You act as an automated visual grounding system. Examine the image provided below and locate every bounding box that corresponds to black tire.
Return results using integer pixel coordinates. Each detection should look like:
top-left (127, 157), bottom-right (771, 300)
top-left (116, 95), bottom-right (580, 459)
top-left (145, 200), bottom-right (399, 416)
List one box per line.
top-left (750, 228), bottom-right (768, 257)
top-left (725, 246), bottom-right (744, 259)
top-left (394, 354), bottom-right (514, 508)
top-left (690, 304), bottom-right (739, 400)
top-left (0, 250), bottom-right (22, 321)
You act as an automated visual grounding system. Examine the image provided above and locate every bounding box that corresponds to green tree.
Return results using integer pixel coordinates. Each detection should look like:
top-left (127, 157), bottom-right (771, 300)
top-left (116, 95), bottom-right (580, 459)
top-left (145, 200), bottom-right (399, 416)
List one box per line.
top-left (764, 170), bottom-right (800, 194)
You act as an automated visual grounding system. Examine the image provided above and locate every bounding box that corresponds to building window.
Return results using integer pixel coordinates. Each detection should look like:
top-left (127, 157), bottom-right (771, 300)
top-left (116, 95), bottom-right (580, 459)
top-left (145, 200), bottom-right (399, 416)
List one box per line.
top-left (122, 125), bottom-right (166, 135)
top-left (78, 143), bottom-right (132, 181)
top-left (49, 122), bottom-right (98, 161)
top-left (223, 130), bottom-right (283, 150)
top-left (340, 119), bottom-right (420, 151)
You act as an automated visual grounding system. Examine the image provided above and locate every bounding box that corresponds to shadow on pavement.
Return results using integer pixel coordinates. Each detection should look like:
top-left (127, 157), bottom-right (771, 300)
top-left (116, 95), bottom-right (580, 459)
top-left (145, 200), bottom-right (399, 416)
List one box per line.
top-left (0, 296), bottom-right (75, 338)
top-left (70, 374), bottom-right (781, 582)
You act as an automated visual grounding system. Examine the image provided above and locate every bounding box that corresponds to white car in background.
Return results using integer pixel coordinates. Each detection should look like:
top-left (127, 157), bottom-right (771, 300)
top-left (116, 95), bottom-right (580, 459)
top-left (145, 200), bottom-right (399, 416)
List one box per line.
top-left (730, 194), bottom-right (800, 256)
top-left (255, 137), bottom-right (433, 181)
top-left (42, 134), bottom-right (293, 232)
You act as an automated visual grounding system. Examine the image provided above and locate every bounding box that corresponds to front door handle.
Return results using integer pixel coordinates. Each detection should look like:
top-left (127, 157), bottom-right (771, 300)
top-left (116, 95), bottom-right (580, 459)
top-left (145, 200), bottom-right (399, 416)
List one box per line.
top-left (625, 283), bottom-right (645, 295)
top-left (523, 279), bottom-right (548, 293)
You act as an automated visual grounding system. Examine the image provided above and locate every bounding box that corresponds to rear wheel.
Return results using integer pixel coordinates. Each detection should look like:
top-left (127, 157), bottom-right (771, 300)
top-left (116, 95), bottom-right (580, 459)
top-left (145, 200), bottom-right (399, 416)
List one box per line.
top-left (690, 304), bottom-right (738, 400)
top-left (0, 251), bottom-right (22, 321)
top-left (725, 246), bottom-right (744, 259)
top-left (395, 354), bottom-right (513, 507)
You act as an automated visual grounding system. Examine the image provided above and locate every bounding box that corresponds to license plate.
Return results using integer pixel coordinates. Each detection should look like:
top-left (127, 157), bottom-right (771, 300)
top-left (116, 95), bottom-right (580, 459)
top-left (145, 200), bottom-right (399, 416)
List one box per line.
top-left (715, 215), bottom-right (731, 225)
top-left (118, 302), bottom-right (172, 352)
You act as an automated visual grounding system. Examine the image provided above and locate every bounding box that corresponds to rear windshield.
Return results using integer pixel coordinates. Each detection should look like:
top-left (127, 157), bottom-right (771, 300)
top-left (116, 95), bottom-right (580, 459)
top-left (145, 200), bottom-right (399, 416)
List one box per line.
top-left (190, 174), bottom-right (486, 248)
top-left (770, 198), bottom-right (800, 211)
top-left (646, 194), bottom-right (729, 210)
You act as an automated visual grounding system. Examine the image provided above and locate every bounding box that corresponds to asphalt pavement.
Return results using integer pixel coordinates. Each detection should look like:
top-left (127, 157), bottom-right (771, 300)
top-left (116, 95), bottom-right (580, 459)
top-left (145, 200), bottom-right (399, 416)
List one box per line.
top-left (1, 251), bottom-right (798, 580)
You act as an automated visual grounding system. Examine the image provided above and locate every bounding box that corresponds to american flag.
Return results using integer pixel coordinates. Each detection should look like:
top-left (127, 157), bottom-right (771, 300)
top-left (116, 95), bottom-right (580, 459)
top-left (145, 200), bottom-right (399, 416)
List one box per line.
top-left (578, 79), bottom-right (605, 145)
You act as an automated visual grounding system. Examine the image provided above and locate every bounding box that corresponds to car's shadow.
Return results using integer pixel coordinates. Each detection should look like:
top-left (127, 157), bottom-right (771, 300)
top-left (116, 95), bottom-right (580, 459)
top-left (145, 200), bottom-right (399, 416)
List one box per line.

Task item: When a line of the material holds the string "pavement", copy that line.

Response for this exercise:
You act as an automated visual grounding system. Examine the image provided above and locate every bounding box that corresponds to shadow on pavement.
You act as an automated visual grounding system. Examine the image provided above and locate every bounding box that corresponds to asphalt pavement.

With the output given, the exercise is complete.